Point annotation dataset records

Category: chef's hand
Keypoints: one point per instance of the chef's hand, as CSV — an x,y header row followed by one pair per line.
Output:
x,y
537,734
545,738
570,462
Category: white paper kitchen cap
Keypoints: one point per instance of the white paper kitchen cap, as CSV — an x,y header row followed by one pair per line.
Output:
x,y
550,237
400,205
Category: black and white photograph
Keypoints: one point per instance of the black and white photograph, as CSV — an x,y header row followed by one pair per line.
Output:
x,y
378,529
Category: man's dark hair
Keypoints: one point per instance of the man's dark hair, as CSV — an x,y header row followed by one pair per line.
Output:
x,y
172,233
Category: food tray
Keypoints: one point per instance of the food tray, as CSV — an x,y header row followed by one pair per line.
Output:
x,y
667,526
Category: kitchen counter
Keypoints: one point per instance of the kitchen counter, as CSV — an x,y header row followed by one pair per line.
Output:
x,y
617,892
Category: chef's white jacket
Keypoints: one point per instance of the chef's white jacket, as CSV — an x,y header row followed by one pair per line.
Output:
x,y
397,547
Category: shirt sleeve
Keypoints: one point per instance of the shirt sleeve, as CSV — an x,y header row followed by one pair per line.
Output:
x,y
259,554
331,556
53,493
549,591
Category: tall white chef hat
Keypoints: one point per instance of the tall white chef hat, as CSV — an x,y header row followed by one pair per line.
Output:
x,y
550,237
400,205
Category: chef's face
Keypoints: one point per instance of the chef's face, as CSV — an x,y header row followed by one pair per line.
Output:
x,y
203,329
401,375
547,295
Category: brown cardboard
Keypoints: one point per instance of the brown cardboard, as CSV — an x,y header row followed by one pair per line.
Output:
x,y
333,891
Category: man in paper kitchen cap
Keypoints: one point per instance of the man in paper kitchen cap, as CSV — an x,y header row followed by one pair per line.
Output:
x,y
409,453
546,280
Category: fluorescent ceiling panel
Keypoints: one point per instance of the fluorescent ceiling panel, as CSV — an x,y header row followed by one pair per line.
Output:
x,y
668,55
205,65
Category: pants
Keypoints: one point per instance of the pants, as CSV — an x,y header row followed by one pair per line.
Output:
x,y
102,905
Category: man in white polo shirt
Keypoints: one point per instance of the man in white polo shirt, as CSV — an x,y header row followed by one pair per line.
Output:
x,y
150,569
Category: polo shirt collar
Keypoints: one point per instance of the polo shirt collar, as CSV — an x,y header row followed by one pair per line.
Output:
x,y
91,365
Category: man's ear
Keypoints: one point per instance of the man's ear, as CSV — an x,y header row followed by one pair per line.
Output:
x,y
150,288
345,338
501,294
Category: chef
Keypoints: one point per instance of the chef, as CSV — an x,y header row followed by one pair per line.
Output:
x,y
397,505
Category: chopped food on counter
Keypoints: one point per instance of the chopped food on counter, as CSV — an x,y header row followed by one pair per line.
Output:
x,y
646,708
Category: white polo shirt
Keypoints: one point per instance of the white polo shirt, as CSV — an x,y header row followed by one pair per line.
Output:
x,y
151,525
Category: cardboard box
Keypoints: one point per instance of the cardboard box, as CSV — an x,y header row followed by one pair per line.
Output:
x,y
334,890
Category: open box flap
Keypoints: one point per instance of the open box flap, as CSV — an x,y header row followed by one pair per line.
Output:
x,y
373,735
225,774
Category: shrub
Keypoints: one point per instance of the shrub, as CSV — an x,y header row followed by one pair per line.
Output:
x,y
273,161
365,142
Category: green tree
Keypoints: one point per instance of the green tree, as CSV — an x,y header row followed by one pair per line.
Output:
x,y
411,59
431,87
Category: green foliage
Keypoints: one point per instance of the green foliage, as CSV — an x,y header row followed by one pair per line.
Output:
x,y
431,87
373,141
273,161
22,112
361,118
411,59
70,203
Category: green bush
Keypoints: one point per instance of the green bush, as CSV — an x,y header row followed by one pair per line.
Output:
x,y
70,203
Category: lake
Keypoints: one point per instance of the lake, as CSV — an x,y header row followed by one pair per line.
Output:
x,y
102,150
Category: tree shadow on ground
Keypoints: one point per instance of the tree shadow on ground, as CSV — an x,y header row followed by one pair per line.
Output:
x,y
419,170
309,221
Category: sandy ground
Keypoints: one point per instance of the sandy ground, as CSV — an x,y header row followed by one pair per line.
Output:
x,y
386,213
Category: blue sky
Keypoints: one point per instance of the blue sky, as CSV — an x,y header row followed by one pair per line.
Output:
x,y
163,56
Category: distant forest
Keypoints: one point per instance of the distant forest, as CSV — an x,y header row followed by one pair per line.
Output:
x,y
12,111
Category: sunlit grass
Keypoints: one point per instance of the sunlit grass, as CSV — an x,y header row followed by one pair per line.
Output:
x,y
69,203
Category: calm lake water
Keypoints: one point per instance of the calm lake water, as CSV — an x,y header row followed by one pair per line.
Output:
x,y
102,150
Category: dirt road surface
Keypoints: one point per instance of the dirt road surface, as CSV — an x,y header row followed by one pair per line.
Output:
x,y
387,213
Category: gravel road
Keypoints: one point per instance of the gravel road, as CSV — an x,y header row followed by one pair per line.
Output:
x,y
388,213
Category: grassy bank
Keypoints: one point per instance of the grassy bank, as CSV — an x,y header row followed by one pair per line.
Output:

◆ **To do**
Retype, exactly and only, the lines running from the one with "Category: calm lake water" through the final line of the listing above.

◆ **Finished answer**
Category: calm lake water
Keypoints: one point per instance of the calm lake water, as CSV — an x,y header row followed by one pair per line.
Output:
x,y
102,150
Category: dirt road surface
Keypoints: one point per instance of the dirt road surface, as CSV — an x,y header row followed by one pair per line.
Output:
x,y
387,213
Category: gravel road
Keypoints: one point per instance of the gravel road, as CSV — an x,y header row followed by one pair per line.
Output:
x,y
388,213
Category: grassy bank
Keypoints: one point per instance of the grassy bank, as CSV — an x,y header row followed by one pair per line.
Output:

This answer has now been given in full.